Aufgabe 1: Schreib die Zeilen der Liste von der Zeile mit „Question. The picture above shows the sunroom.“ bis einschließlich zum Ende der Liste noch einmal ab und benenne dabei „instance“ überall in „object“ um, alles andere bleibt gleich. Die Bilder lässt du in deiner Antwort weg.

++++ Vorliegender Auszug ++++

Als kleines Mädchen lebt Ana in einem grossen, abgeschiedenen Haus. Dort gehen jedoch seltsame Dinge vor. Das Kindermädchen, ganz in schwarz gekleidet, scheint etwas merkwürdiges im Schilde zu führen. Und ihr Grossvater liegt aufgebahrt in einer kleinen Kammer.
Als Jugendliche scheint sie diese Erlebnisse wieder vergessen zu haben und wird sich zum ersten Mal ihrer Ausstrahlung als Frau bewusst. Dies wird aber von der Mutter gar nicht gern gesehen.
Als erwachsene Frau kehrt Ana dann zurück auf das nun verlassene Anwesen ihrer Eltern. Doch die Vergangenheit lässt sich nicht so einfach ausschließen...
Um ganz ehrlich zu sein, als ich den Film "Amer" das erste Mal gesehen habe, war ich enttäuscht. Durch die vielen Werbeschriften und Szenenbilder freute ich mich auf einen düsteren Krimi-Thriller - halt eben einen Giallo, wie ihn die Italiener in den 70er- und 80er-Jahren so schön vorgemacht hatten. Als aber nach 90 Minuten der Abspann zu laufen begann, kam ich mir irgendwie veräppelt vor.
Um das besser zu verstehen sollte ich vermutlich hier den Begriff Giallo genauer erklären. "Giallo" ist das italienische Wort für "gelb" und wird für eine ganz bestimmte Art von Film und Literatur verwendet. Da früher die Schund- und Krimiromane, die es zu dutzenden zu kaufen gab, in einen gelben Umschlag gebunden waren, prägte sich der Ausdruck für diese Form von Geschichten ein. In den Sechzigerjahren gab es einen Regisseur, der die zukünftige Verwendung dieses Wortes für den Film ungemein Prägte: Mario Bava. Er machte zu dieser Zeit Filme mit Horror- und Thrillerelementen, die sich sowohl durch ihre starke Brutalität als auch durch die hohe visuelle Qualität auszeichneten. Allerdings kam der Siegeszug der Gialli erst ab den Siebzigerjahren, als der Junge Regisseur Dario Argento, der zunächst noch Edgar Wallace-Verfilmungen machte, mit seinem Film "Suspiria" (1977) weltweite Aufmerksamkeit erregte. Mit seinem Mix aus surrealistischer Beleuchtung, langen, ruhigen Kamerafahrten und der ungemein spannenden als auch brutalen Geschichte, wurde der Film zum Meilenstein. Aber auch die oft psychisch vorbelasteten Mörder, die vom Wahnsinn getrieben werden, zeichnen dieses Genre aus.
Was bei "Amer" nun aber gleich auffällt ist, dass hier keine Elemente eines Krimis vorhanden sind. Stattdessen setzt das Regieduo ganz auf die visuelle Kraft der Bilder. Dabei lassen sie sich viel Zeit und jede Szene zieht sich dadurch stark in die Länge.
Die Stimmung die sie Aufbauen ist dadurch unglaublich intensiv und, wenn man sich überwindet und auf das Geschehen einlässt, auch sehr Spannend.
Der ganze Film ist in drei Stücke aufgeteilt, wobei jeder Teil einen Lebensabschnitt von Ana darstellt. Einmal als Mädchen, einmal als jugendliche und schließlich als erwachsene Frau.

++++

Aufgabe 2:
Beantworte diese Fragen zur Filmbesprechung:
(a) Welcher Regisseur hat in den Sechzigerjahren den Begriff Giallo für den Film stark geprägt?
(b) In welchem Jahr kam „Suspiria“ heraus?
(c) In wie viele Teile ist „Amer“ aufgeteilt?

++++ Gegebene Einträge ++++

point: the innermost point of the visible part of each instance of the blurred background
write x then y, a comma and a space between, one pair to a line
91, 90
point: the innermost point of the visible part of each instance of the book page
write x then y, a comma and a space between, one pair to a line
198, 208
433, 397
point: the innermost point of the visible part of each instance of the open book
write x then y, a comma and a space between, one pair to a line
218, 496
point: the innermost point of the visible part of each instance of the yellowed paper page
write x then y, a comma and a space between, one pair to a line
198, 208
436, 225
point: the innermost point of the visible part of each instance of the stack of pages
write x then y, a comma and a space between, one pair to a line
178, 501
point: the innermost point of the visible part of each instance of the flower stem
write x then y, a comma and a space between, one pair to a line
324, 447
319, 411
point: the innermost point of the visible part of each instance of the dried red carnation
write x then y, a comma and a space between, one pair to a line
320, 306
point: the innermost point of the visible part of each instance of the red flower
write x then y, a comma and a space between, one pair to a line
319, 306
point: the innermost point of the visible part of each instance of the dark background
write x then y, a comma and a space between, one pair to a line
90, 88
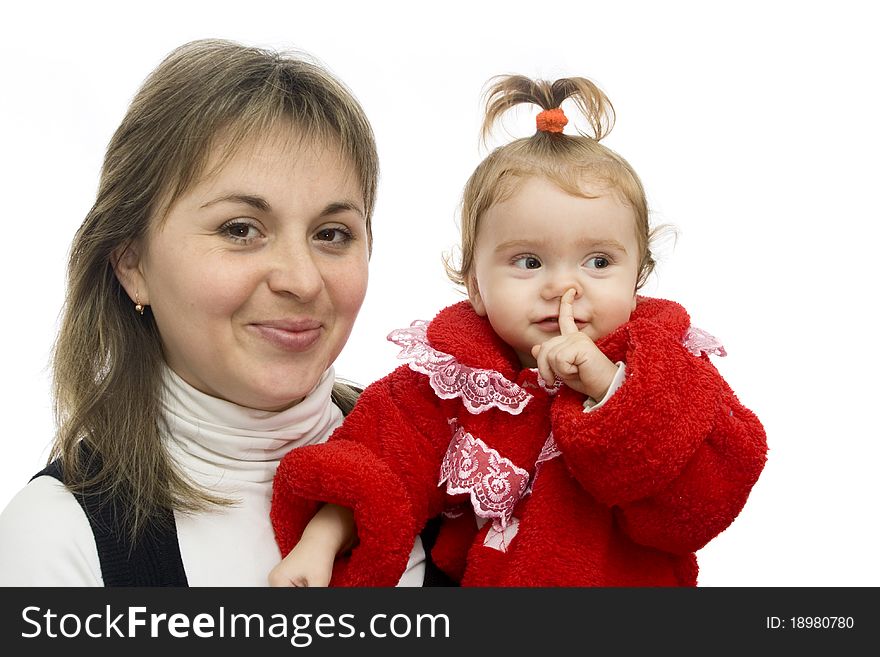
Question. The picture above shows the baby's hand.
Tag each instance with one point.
(306, 565)
(574, 357)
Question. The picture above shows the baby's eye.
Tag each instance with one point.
(527, 262)
(240, 231)
(334, 234)
(597, 262)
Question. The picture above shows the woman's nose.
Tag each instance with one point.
(294, 271)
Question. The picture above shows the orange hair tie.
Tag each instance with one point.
(551, 120)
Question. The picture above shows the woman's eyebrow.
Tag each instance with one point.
(338, 207)
(257, 202)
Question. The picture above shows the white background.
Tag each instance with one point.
(753, 126)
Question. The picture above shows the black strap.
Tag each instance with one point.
(153, 560)
(433, 575)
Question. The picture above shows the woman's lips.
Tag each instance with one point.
(289, 335)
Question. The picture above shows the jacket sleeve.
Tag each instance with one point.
(383, 462)
(672, 451)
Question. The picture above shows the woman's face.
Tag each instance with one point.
(257, 273)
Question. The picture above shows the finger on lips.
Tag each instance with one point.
(566, 313)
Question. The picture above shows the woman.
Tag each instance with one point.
(210, 289)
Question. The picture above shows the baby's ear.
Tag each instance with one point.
(126, 261)
(475, 298)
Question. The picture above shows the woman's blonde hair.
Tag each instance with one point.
(108, 361)
(566, 160)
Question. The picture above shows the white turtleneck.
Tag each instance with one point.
(46, 540)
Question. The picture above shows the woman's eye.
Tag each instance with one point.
(598, 262)
(334, 235)
(240, 231)
(527, 262)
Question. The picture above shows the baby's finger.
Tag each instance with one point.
(566, 313)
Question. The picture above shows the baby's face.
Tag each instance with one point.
(540, 242)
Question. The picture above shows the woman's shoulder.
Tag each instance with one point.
(46, 539)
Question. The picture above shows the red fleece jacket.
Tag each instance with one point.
(642, 482)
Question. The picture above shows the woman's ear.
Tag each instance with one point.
(126, 261)
(475, 298)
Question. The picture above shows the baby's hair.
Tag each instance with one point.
(508, 91)
(566, 160)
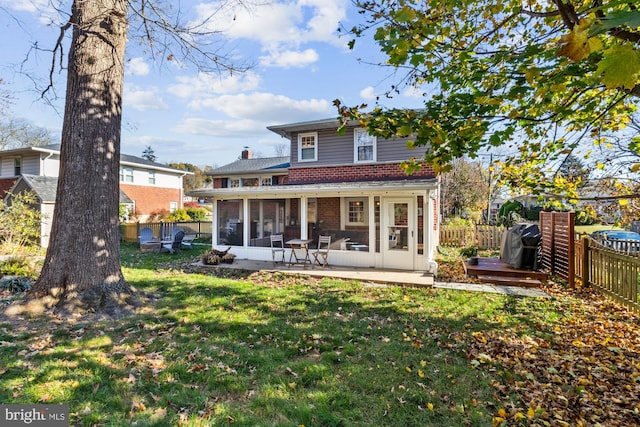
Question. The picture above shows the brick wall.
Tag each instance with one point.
(151, 200)
(329, 212)
(386, 171)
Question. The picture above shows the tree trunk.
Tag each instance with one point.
(82, 266)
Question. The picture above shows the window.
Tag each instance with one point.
(126, 174)
(364, 146)
(356, 212)
(308, 147)
(250, 182)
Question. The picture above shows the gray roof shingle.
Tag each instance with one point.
(252, 165)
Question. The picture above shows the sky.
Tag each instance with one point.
(299, 62)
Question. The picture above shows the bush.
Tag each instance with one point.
(469, 251)
(197, 214)
(17, 266)
(179, 215)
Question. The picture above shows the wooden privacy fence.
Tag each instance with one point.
(482, 235)
(558, 257)
(131, 231)
(614, 272)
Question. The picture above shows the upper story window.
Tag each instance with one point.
(126, 174)
(250, 182)
(364, 147)
(308, 147)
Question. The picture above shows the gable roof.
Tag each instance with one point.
(45, 188)
(271, 164)
(125, 159)
(286, 129)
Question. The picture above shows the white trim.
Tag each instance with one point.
(374, 143)
(315, 146)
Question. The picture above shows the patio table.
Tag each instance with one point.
(302, 254)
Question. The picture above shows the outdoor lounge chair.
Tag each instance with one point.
(175, 244)
(146, 235)
(187, 241)
(321, 254)
(277, 246)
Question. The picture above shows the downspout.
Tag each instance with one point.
(43, 163)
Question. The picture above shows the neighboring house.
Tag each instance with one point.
(146, 187)
(348, 186)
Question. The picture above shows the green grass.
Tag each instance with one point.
(266, 351)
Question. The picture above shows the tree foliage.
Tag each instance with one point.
(534, 78)
(464, 188)
(149, 154)
(82, 268)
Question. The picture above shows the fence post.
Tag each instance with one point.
(585, 261)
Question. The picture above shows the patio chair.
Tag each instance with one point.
(187, 241)
(175, 244)
(321, 254)
(277, 246)
(146, 235)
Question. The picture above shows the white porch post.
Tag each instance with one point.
(214, 225)
(246, 229)
(304, 227)
(372, 224)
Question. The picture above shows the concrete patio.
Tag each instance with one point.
(380, 277)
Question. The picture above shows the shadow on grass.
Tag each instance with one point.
(285, 351)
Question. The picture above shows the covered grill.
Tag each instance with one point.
(519, 246)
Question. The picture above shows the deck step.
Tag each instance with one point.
(511, 281)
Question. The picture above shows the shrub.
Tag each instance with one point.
(179, 215)
(197, 214)
(469, 251)
(17, 266)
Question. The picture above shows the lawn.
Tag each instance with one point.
(258, 349)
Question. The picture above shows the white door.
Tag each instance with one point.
(398, 238)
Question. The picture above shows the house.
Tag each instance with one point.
(349, 186)
(146, 187)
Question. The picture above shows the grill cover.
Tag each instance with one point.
(519, 246)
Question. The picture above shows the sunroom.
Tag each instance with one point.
(390, 224)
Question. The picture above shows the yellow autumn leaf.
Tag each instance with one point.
(577, 45)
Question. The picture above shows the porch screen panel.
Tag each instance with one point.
(230, 224)
(267, 218)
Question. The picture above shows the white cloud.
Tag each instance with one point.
(268, 108)
(204, 84)
(137, 67)
(368, 93)
(280, 27)
(143, 99)
(289, 59)
(219, 128)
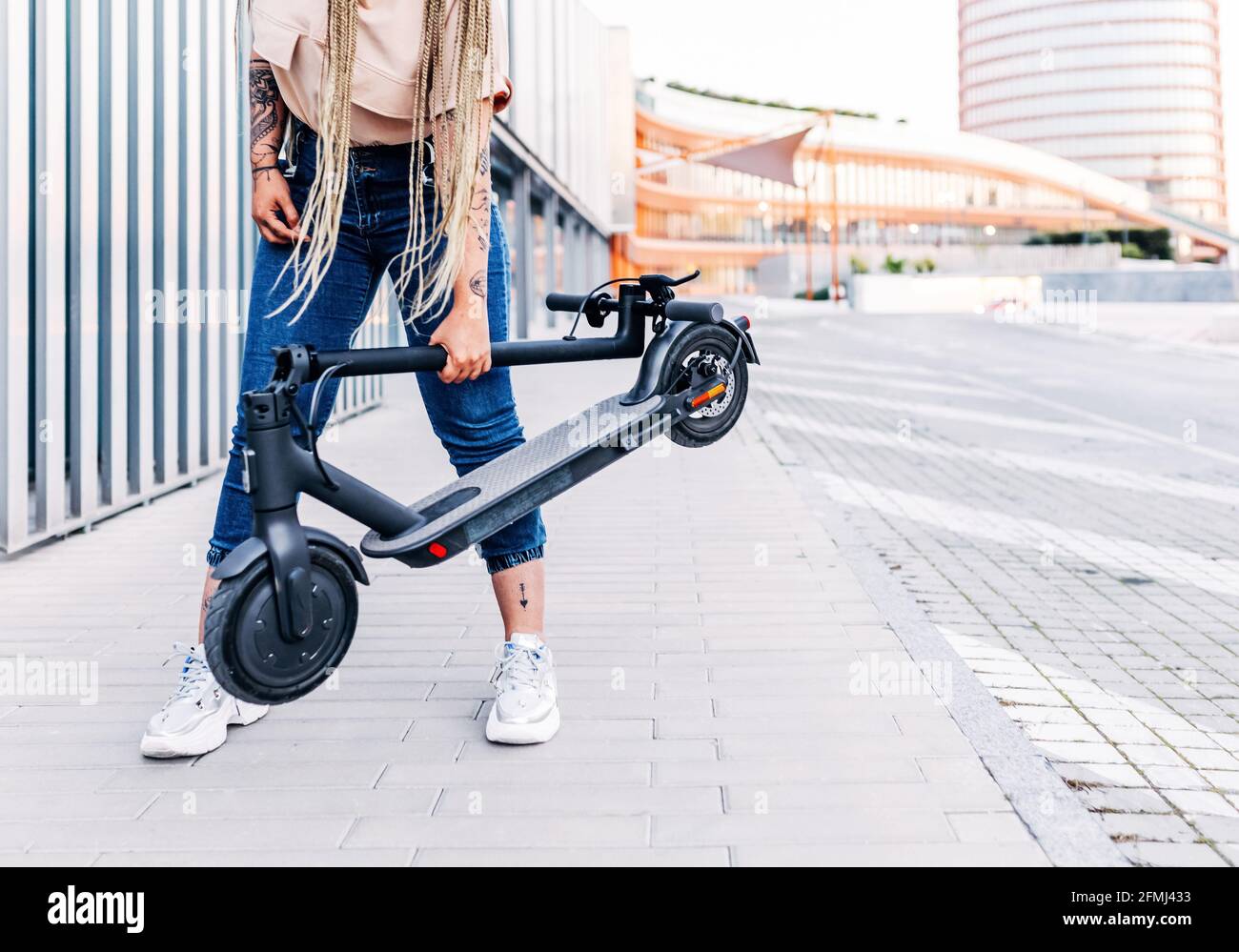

++++

Lösung 1:
Question. The picture above shows the sunroom.
Tag each object with one point.
(390, 224)
Question. The picture above shows the yellow autumn leaf.
Tag each object with one point.
(577, 45)
Question. The picture above shows the porch screen panel.
Tag each object with one point.
(230, 224)
(267, 218)
Question. The picture above shows the white cloud.
Tag each object with one point.
(268, 108)
(204, 84)
(137, 67)
(368, 93)
(280, 27)
(143, 99)
(289, 59)
(219, 128)

Lösung 2:
(a) Mario Bava
(b) 1977
(c) In drei Teile